(Input material begins)
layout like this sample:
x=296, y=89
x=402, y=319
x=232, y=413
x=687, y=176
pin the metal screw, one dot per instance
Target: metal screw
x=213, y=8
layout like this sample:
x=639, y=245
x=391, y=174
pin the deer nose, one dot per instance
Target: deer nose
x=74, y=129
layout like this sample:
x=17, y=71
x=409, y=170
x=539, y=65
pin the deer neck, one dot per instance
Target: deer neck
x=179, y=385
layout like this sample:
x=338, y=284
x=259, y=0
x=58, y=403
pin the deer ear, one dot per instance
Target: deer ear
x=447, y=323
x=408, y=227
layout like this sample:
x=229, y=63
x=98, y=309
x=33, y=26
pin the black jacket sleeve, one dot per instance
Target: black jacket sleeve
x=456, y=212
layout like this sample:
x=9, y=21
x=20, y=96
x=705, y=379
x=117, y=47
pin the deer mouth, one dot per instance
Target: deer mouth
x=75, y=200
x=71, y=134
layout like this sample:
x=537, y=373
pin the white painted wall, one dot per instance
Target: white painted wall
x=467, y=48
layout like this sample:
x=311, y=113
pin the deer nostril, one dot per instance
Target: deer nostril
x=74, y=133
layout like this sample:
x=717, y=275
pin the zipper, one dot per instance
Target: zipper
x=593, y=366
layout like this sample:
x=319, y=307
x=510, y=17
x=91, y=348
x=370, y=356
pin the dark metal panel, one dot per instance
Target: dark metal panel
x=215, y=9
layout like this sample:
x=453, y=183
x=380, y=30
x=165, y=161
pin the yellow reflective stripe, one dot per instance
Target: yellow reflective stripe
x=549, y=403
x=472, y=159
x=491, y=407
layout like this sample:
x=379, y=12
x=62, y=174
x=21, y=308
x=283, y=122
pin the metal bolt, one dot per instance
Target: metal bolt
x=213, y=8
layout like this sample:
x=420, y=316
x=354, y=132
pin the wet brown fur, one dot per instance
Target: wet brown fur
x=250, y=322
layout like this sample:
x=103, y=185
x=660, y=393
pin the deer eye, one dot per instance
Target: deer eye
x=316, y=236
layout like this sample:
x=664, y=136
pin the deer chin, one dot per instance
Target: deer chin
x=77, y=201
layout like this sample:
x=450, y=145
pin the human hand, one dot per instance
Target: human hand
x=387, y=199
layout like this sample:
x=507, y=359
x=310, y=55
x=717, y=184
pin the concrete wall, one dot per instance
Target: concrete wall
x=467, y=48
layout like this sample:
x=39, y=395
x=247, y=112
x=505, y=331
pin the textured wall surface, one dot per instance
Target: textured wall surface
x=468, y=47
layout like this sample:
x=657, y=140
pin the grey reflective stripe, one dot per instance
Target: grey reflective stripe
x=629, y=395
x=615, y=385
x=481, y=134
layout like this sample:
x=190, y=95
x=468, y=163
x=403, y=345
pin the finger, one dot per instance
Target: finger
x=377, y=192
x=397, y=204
(Input material ends)
(Input material begins)
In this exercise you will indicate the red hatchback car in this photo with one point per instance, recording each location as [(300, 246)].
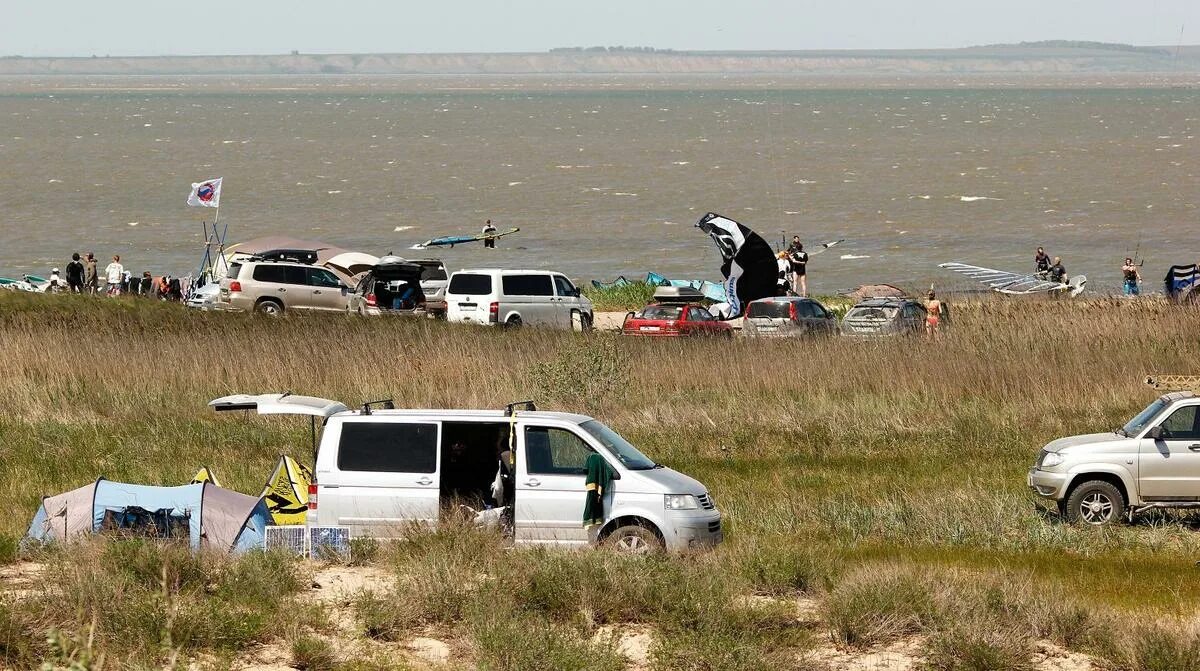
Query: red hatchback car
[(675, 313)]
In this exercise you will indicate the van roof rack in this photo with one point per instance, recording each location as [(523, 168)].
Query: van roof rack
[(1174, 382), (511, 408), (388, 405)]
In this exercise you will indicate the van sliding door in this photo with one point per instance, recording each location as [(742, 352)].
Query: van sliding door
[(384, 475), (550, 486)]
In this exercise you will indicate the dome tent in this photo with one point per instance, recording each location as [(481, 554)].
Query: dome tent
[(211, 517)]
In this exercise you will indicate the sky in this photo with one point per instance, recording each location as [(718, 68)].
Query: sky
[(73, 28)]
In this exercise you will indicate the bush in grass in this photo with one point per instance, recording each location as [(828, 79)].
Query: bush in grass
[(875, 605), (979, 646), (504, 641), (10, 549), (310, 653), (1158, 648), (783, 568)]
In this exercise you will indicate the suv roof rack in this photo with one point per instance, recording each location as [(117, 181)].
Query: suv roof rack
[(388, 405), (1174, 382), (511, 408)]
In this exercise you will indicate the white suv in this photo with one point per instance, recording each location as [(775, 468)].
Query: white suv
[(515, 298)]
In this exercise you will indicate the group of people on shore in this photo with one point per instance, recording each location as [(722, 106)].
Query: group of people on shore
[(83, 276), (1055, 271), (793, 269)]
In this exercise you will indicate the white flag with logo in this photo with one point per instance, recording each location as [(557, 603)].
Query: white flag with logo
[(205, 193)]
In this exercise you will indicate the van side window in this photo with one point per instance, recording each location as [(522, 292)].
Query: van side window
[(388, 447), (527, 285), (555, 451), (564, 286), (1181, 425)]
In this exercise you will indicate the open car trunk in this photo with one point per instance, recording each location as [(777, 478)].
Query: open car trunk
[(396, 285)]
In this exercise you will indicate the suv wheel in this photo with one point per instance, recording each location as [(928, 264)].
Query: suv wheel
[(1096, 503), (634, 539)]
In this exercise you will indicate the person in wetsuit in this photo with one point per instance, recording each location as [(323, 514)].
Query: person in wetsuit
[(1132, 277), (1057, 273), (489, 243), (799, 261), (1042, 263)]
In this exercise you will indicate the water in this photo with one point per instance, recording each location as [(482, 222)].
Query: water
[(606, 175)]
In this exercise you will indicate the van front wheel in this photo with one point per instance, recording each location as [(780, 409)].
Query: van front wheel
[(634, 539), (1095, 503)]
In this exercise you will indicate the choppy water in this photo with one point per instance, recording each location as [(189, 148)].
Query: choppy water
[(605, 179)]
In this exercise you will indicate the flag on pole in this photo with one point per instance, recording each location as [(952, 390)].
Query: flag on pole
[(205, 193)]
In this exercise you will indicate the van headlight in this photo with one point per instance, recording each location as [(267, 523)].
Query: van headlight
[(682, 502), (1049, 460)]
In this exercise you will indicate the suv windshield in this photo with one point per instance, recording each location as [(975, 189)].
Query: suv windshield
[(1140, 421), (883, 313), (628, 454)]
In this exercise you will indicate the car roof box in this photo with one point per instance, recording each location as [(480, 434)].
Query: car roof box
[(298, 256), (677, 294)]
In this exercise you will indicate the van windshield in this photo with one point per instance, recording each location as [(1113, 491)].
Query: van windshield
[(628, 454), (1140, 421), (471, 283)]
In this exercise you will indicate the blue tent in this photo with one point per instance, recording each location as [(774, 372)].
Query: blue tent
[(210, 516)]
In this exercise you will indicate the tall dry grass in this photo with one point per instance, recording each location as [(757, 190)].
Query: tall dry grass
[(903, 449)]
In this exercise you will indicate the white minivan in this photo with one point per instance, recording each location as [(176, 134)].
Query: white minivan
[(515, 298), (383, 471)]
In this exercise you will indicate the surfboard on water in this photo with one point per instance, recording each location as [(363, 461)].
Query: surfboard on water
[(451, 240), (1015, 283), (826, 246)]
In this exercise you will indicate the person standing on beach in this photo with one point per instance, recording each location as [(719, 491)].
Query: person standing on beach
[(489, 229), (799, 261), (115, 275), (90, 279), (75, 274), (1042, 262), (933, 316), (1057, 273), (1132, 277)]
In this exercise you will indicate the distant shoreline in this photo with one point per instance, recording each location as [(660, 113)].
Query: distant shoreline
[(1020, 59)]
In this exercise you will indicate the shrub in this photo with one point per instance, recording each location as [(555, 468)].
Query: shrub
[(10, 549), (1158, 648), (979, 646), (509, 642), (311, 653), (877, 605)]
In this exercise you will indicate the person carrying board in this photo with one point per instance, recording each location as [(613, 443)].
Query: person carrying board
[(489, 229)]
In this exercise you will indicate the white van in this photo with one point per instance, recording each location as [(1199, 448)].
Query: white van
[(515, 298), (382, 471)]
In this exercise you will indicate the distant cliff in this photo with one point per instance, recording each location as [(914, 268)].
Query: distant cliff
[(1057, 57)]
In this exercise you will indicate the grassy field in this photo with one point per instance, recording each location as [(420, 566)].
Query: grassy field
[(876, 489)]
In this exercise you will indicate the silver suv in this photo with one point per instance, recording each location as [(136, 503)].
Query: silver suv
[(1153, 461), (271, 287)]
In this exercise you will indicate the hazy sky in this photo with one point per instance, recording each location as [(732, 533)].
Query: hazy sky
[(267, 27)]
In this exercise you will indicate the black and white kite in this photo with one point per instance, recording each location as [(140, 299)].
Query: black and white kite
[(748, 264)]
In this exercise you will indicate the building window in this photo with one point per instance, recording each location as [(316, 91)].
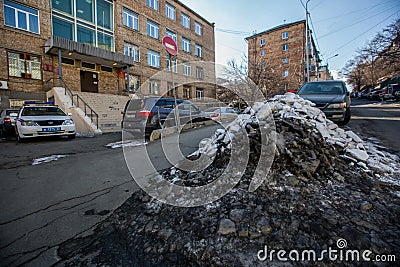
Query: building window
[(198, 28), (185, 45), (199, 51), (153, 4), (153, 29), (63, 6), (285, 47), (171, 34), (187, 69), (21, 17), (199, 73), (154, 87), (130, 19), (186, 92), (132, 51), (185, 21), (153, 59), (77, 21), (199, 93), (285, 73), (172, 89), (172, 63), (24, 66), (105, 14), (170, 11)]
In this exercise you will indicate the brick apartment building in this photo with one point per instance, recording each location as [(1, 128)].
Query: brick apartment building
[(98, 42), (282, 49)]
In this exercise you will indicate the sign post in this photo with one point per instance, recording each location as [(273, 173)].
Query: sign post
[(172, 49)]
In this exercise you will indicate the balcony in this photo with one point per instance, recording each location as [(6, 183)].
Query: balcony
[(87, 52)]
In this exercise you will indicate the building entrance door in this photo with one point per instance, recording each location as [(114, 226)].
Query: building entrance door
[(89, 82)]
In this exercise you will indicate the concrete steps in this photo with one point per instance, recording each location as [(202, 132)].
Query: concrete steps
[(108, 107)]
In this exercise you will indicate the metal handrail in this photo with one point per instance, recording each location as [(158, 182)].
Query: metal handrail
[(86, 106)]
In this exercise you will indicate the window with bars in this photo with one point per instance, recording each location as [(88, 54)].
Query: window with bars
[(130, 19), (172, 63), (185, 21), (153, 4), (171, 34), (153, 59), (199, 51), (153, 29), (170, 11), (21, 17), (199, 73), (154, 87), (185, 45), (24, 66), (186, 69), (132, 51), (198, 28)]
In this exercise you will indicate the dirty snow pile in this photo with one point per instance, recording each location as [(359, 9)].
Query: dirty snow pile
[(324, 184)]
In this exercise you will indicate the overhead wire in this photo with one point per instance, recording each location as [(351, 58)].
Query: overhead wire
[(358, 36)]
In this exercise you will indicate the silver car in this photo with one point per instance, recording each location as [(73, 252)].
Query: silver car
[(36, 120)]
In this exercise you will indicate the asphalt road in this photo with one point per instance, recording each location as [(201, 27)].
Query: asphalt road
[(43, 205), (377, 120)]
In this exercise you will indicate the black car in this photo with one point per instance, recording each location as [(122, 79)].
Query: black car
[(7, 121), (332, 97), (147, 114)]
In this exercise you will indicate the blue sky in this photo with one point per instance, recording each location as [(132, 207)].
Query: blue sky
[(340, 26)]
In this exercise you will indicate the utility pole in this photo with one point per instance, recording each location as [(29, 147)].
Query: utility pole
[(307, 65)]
(Input material ends)
--- What this task involves ---
Using the listing above, return word for word each line from the one that has "Query: dome tent" through the one that has "In this exercise you will indicate the van side", and no line outside that range.

--- Result for this exercise ---
Query: dome tent
[(211, 517)]
In this exercise you will indicate the sky in this photo with one point per instance, recording each location as [(718, 68)].
Query: sky
[(73, 28)]
In this exercise you will indicate the bush in grass in this photo with one point per instance, recording each location as [(828, 79)].
Query: bush in grass
[(875, 605), (979, 646), (504, 641), (10, 549), (310, 653), (1158, 648), (783, 568)]
In this exercise you will indicate the suv roof rack in this photo with one point per instance, recording each location as [(117, 181)].
Query: suv roof rack
[(388, 405), (1174, 382), (511, 408)]
In this exercise you will indicate the white suv in this photo with one point per instance, recording each location as [(775, 468)].
Query: white suv
[(515, 298)]
In this exercise you will indicate the group of people on shore in this photo with one point per instance, recording each location as [(722, 106)].
Query: group of people on shore
[(83, 276), (1055, 271), (793, 269)]
In this exercise you will indicate the white flag with logo in this photo with one point per instance, recording each location as [(557, 603)].
Query: white flag with logo
[(205, 193)]
In this exercise you will indicate the van side window in this photo with one point per instance, recording each location as [(522, 292)].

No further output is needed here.